>> start TEXT BLOCK
December 2, 2021

NM Cannabis Control Division considers requiring union agreements as part of licensure

As part of the process to set up a recreational-use cannabis industry in New Mexico, the state’s Regulation and Licensing Department and it’s Cannabis Control Division held a public rulemaking hearing on Wednesday regarding residual solvents in cannabis manufacturing and requiring employers to work with labor unions. The proposal to require cannabis businesses to enter into a labor peace agreement with a labor union, as a condition of state licensure, did not receive much support during the hearing. 

Out of the handful of people who testified during the hearing, only one person spoke about allowable solvents used to manufacture cannabis extracts and only one person spoke in favor of the labor peace agreement proposal. 

The labor agreement proposal, if approved by RLD Superintendent Linda Trujillo, would require employers to enter into an agreement with a “bonafide labor organization that is actively engaged in representing or attempting to represent the applicant’s employees,” and that agreement would have to be “an ongoing material condition of licensure.”
>> end TEXT BLOCK
>> start DATA ROWS
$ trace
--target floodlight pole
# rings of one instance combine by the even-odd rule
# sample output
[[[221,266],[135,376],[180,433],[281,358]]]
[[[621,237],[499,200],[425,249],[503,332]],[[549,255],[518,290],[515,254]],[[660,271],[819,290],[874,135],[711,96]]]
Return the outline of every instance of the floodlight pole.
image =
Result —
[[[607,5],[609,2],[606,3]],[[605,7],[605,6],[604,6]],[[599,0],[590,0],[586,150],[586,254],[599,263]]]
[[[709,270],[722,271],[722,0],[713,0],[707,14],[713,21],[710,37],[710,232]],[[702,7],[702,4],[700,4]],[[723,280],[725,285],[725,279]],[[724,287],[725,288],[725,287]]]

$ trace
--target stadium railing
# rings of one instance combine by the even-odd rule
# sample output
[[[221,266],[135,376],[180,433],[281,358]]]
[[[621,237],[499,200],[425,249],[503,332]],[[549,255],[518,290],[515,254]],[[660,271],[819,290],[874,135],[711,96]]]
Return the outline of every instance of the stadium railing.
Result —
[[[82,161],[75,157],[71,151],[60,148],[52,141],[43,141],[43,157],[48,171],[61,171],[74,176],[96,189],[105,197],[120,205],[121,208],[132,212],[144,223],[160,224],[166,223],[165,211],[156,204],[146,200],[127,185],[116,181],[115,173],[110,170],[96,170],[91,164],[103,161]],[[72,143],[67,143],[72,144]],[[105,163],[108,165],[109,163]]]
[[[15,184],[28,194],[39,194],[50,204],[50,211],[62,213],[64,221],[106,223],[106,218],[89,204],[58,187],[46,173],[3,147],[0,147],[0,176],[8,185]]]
>> end DATA ROWS
### SET EXERCISE 1
According to the cannabis licensing text, who would need to approve the labor agreement proposal?
### SET EXERCISE 2
List every line of the listing that contains the word "outline", treating uppercase and lowercase as different.
The text and the listing were taken from unrelated sources.

### FULL OUTPUT 1
RLD Superintendent Linda Trujillo.

### FULL OUTPUT 2
Return the outline of every instance of the floodlight pole.
Return the outline of every instance of the stadium railing.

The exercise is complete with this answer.